So apparently no one gives a rat's ass what I do for my 500th blog post. That's a bit depressing. A lot of things are a bit depressing, which wouldn't be so bad until they all add up into a giant rubberband ball of depressing that's about to crush me. And I thought I would have cake today.
The day starting out promising. As I said, the expected cake. But the lunch started too late, and I had to get Romy home for her nap and then she fell asleep in the car three minutes before we got home and I really didn't want to drive her around for over an hour so I woke her up and then of course she didn't go back to sleep. So there's that.
Then there's the torture of insurance. I told you already that I'm taking a year off of work, that COBRA would cost my family $23,000, that Blue Cross Blue Shield, the same assholes who would like to rob me for my COBRA, turned me and my husband down because we are apparently fools for seeing therapists and using our insurance for it. So we applied with United Healthcare, which we heard was more lenient, especially if we take a very high deductible, barebones policy (which I am all for now. I mean, why should I give my money to the insurance company just in case when I could just pay that money if and when something happens?). But now they are making us wait. And wait. Again, about the fucking therapy. Even though we told them we are more than willing to pay out of pocket. You know what? I better be in that goddamn therapy because how else am I going to handle situations like this? People screwing me and my family and subjecting us to humiliatingly personal phone interviews about every sordid detail of our physical and mental past. It can make a person crazy. I really don't know what I'll do if UHC turns us down, too. I'd rather go without than rely on the greed of others.
I think I'm going to go buy some cake now.

### EXERCISE
Answer these questions using the blog post above.
(a) According to the post, how much would COBRA cost the family?
(b) Which insurer turned down the writer and the writer's husband?
(c) What did Romy do three minutes before they got home?

### Records from a data collection

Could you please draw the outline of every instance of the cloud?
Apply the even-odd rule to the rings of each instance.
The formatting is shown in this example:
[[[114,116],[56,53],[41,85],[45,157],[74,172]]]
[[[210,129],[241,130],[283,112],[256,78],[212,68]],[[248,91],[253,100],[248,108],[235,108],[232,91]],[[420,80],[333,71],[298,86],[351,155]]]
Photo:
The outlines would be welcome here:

### PROBLEM SOLUTION
(a) $23,000
(b) Blue Cross Blue Shield
(c) She fell asleep in the car.